(Entries for identifying locations)
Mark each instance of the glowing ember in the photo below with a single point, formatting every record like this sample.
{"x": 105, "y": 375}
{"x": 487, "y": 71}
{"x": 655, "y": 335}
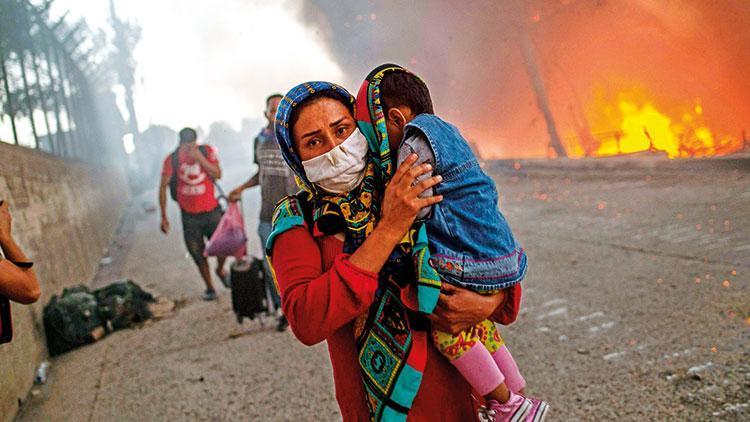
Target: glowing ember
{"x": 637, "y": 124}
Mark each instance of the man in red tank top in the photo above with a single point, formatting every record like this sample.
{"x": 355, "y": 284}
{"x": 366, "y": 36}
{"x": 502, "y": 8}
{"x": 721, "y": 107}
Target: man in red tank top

▶ [Aim of the exercise]:
Reproduce the lines above word for word, leaving out the pictures.

▶ [Written solution]:
Mark each instance of the glowing ember in the photo below with a single point, formatting every record like this sample.
{"x": 105, "y": 375}
{"x": 487, "y": 71}
{"x": 655, "y": 335}
Target: glowing ember
{"x": 637, "y": 124}
Mark each instance of the man in red tank top in the photo above with a single point, formatting every record like this sample.
{"x": 355, "y": 284}
{"x": 366, "y": 36}
{"x": 502, "y": 8}
{"x": 721, "y": 107}
Target: man in red tank top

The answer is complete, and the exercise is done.